WORK TO BE COMPLETED
Transcribe nothing but the lines from the one with "Target: halter noseband" to the end of the entries, both included, keeping each exact and leaving every picture out.

MATERIAL PROVIDED

** Begin **

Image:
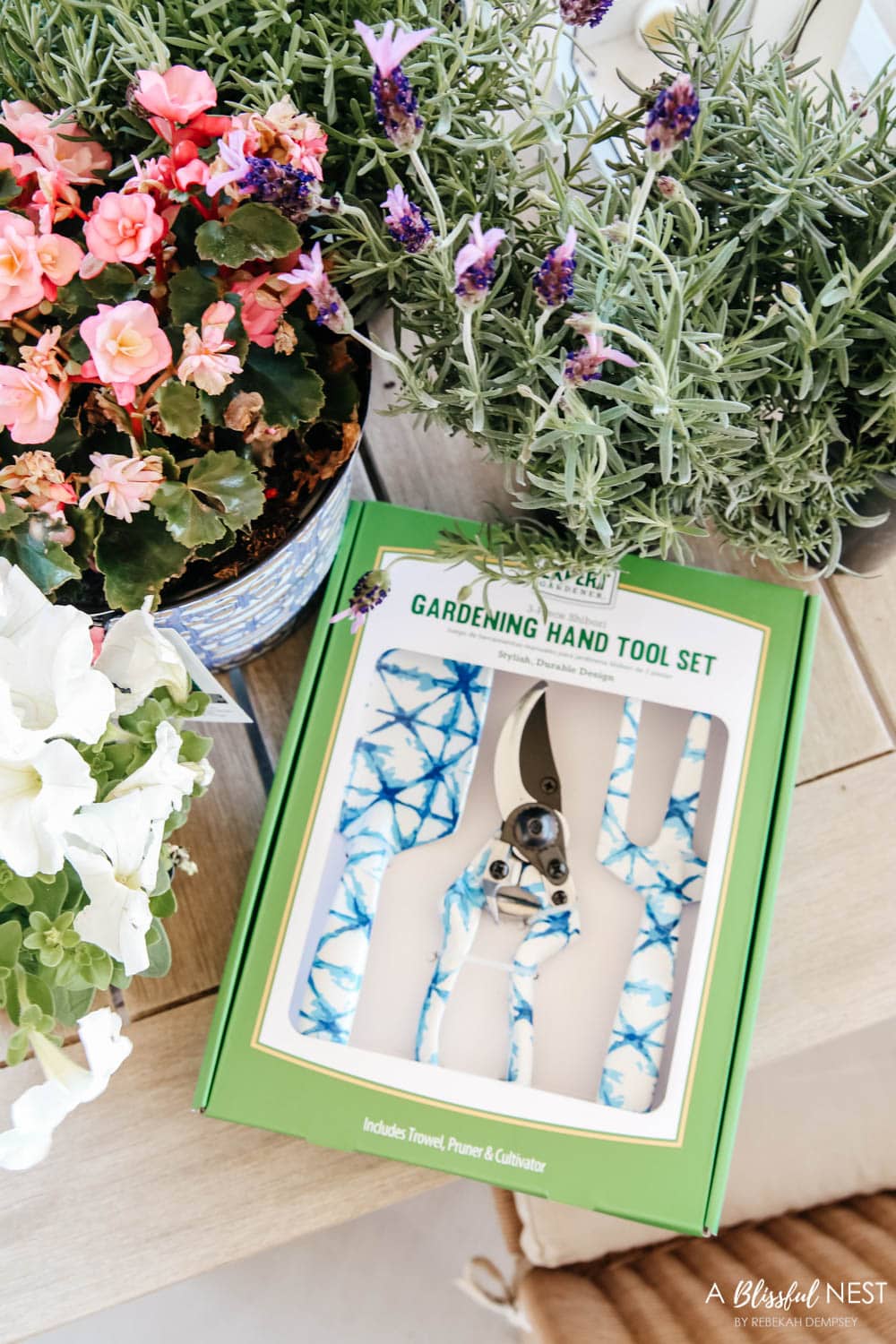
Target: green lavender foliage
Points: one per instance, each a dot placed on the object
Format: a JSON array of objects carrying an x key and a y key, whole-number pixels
[
  {"x": 82, "y": 56},
  {"x": 758, "y": 306}
]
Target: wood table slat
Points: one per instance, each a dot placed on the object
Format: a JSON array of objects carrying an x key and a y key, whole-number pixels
[
  {"x": 868, "y": 610},
  {"x": 842, "y": 720},
  {"x": 167, "y": 1193},
  {"x": 831, "y": 960},
  {"x": 422, "y": 467}
]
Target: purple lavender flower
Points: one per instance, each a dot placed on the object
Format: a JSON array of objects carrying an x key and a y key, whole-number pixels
[
  {"x": 295, "y": 193},
  {"x": 672, "y": 117},
  {"x": 474, "y": 263},
  {"x": 406, "y": 222},
  {"x": 582, "y": 13},
  {"x": 394, "y": 99},
  {"x": 367, "y": 594},
  {"x": 586, "y": 365},
  {"x": 311, "y": 276},
  {"x": 554, "y": 281}
]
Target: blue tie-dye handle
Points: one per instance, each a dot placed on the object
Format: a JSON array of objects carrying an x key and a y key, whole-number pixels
[
  {"x": 668, "y": 874},
  {"x": 338, "y": 970},
  {"x": 547, "y": 935},
  {"x": 408, "y": 785},
  {"x": 461, "y": 911}
]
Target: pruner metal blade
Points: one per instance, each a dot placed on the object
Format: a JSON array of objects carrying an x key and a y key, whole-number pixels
[
  {"x": 527, "y": 787},
  {"x": 524, "y": 769}
]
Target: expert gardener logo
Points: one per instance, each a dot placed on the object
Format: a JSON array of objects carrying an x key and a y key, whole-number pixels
[
  {"x": 790, "y": 1305},
  {"x": 595, "y": 589}
]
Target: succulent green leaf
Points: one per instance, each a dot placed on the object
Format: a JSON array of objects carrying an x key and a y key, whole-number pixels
[
  {"x": 253, "y": 231},
  {"x": 180, "y": 409},
  {"x": 293, "y": 392},
  {"x": 163, "y": 905},
  {"x": 137, "y": 558},
  {"x": 10, "y": 188},
  {"x": 187, "y": 516},
  {"x": 113, "y": 285},
  {"x": 159, "y": 951},
  {"x": 228, "y": 483},
  {"x": 190, "y": 293},
  {"x": 45, "y": 562},
  {"x": 10, "y": 943}
]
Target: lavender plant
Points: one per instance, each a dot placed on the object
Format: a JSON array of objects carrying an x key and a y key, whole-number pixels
[{"x": 702, "y": 338}]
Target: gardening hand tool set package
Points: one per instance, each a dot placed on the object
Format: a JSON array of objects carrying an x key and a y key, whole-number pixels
[{"x": 512, "y": 894}]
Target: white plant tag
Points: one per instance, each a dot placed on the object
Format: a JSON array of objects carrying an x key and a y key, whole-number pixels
[{"x": 222, "y": 709}]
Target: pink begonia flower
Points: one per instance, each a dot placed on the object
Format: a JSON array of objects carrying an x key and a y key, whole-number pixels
[
  {"x": 46, "y": 357},
  {"x": 35, "y": 481},
  {"x": 61, "y": 145},
  {"x": 231, "y": 163},
  {"x": 390, "y": 50},
  {"x": 285, "y": 134},
  {"x": 193, "y": 174},
  {"x": 265, "y": 300},
  {"x": 59, "y": 260},
  {"x": 30, "y": 405},
  {"x": 177, "y": 94},
  {"x": 128, "y": 483},
  {"x": 204, "y": 360},
  {"x": 312, "y": 276},
  {"x": 126, "y": 347},
  {"x": 21, "y": 271},
  {"x": 97, "y": 639},
  {"x": 124, "y": 228},
  {"x": 21, "y": 166},
  {"x": 56, "y": 199}
]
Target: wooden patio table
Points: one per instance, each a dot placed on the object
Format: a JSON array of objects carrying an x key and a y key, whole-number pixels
[{"x": 140, "y": 1193}]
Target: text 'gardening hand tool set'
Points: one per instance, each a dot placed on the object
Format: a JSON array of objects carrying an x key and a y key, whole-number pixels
[
  {"x": 511, "y": 898},
  {"x": 408, "y": 787}
]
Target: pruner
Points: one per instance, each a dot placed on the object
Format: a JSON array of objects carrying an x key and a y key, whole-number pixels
[{"x": 520, "y": 874}]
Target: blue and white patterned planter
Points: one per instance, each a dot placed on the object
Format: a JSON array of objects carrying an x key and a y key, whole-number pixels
[{"x": 242, "y": 618}]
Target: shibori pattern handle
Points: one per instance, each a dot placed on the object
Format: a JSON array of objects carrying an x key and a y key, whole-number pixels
[
  {"x": 544, "y": 937},
  {"x": 461, "y": 913},
  {"x": 668, "y": 875},
  {"x": 408, "y": 785}
]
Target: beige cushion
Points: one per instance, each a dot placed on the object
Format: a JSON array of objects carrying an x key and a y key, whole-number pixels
[{"x": 814, "y": 1128}]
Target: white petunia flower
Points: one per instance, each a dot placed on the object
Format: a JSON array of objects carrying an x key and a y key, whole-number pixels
[
  {"x": 163, "y": 781},
  {"x": 39, "y": 796},
  {"x": 47, "y": 685},
  {"x": 37, "y": 1113},
  {"x": 21, "y": 602},
  {"x": 139, "y": 658},
  {"x": 115, "y": 849}
]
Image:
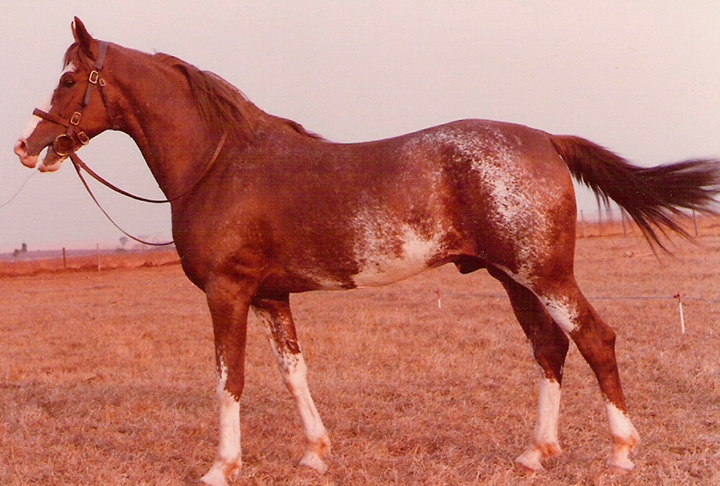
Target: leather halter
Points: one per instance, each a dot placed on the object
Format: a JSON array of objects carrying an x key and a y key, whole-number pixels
[{"x": 64, "y": 146}]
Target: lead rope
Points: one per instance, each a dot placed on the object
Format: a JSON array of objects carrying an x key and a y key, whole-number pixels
[{"x": 79, "y": 164}]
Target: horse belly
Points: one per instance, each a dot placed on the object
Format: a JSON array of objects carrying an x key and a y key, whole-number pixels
[{"x": 383, "y": 261}]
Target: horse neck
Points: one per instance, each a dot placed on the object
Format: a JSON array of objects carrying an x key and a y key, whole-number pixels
[{"x": 154, "y": 106}]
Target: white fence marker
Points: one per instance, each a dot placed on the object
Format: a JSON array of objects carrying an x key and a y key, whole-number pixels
[{"x": 682, "y": 315}]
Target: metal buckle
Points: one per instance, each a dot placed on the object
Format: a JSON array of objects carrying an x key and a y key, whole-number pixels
[
  {"x": 75, "y": 119},
  {"x": 63, "y": 145}
]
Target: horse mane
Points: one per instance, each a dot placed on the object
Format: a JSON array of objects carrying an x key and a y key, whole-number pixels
[
  {"x": 224, "y": 107},
  {"x": 221, "y": 105}
]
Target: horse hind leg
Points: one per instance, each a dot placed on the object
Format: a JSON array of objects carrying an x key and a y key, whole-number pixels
[
  {"x": 550, "y": 346},
  {"x": 280, "y": 331},
  {"x": 596, "y": 342}
]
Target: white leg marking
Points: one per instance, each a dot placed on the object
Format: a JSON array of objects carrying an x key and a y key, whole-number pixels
[
  {"x": 625, "y": 437},
  {"x": 545, "y": 440},
  {"x": 229, "y": 460},
  {"x": 562, "y": 312}
]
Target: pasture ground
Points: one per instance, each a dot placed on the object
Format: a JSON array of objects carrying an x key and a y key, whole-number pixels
[{"x": 108, "y": 378}]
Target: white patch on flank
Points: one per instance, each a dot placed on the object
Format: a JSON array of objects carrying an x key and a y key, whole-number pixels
[
  {"x": 625, "y": 437},
  {"x": 377, "y": 250},
  {"x": 294, "y": 374},
  {"x": 229, "y": 419},
  {"x": 562, "y": 312}
]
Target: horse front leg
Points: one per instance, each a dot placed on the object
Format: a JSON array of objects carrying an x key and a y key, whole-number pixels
[
  {"x": 228, "y": 301},
  {"x": 280, "y": 329}
]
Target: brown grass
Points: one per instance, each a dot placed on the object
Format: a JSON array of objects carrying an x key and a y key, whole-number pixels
[{"x": 107, "y": 378}]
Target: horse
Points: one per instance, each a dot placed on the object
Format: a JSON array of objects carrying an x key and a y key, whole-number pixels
[{"x": 262, "y": 208}]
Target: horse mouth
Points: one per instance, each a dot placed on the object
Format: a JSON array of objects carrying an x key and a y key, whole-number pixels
[{"x": 50, "y": 163}]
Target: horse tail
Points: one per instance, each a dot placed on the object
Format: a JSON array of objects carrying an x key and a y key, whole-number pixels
[{"x": 652, "y": 196}]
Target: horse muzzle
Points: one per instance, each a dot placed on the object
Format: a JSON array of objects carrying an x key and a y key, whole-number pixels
[{"x": 57, "y": 152}]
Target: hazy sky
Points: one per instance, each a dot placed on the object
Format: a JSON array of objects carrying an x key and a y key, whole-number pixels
[{"x": 639, "y": 77}]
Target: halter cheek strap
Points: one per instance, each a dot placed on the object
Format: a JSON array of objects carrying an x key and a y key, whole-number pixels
[{"x": 65, "y": 143}]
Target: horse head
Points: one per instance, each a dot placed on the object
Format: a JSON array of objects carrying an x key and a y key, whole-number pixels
[{"x": 76, "y": 110}]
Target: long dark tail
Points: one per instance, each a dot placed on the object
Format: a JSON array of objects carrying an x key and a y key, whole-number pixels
[{"x": 652, "y": 196}]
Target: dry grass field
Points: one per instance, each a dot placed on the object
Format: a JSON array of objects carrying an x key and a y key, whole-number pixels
[{"x": 107, "y": 378}]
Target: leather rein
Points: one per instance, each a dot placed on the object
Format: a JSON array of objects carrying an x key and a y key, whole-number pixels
[{"x": 64, "y": 144}]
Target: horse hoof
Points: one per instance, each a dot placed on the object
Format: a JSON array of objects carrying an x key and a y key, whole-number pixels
[
  {"x": 313, "y": 461},
  {"x": 219, "y": 474}
]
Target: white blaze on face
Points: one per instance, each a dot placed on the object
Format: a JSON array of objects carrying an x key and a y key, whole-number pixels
[
  {"x": 46, "y": 106},
  {"x": 229, "y": 419}
]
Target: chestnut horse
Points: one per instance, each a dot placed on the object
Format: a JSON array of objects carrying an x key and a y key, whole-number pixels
[{"x": 261, "y": 208}]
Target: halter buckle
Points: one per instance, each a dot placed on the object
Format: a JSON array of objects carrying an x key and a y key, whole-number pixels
[
  {"x": 63, "y": 145},
  {"x": 75, "y": 119}
]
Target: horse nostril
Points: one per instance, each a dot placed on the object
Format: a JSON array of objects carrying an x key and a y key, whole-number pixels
[{"x": 20, "y": 148}]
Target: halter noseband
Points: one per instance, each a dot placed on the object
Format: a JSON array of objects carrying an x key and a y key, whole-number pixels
[{"x": 64, "y": 144}]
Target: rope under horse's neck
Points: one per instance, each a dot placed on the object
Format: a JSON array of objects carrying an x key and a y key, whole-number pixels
[{"x": 79, "y": 164}]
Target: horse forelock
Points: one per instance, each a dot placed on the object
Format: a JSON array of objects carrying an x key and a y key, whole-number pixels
[{"x": 75, "y": 55}]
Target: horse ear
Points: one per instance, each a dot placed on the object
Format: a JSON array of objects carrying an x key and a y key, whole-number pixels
[{"x": 83, "y": 38}]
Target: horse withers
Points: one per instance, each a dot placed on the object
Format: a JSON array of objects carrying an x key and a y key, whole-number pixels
[{"x": 261, "y": 208}]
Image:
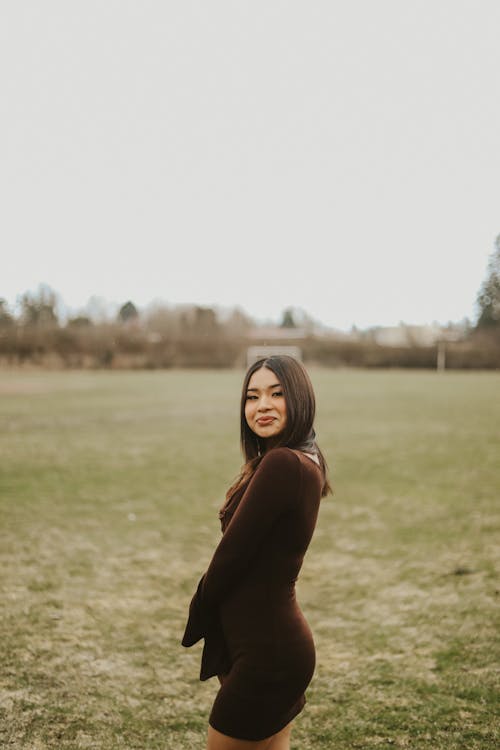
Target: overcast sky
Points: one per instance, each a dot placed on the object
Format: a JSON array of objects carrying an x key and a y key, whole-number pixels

** End **

EXERCISE RESULT
Target: halter noseband
Points: one per instance, each a dot placed on the object
Format: a JSON array of objects carrying an x key and a y key, whole-number pixels
[{"x": 64, "y": 144}]
Target: rope under horse's neck
Points: one per instance, each a dot placed on the object
Format: a JSON array of objects carrying an x key and a y key, whole-number pixels
[{"x": 79, "y": 164}]
Target: horse forelock
Points: one per instance, each a dot placed on the object
Format: a JSON array of objects carrying an x key and a y key, whole-number pixels
[{"x": 75, "y": 55}]
Target: horse ear
Points: one per instance, each a dot placed on the object
Format: a JSON array of objects carrying an x key and a y key, whole-number pixels
[{"x": 83, "y": 38}]
Target: horse withers
Points: one per instance, each a dot placed on the object
Format: a JSON array of objects carrying an x key and a y key, whole-number pixels
[{"x": 261, "y": 208}]
Image:
Target: overcast sky
Points: one per instance, each a dot placed on the object
Format: a JSON array of objects carrying an x key and a y key, whole-number pixels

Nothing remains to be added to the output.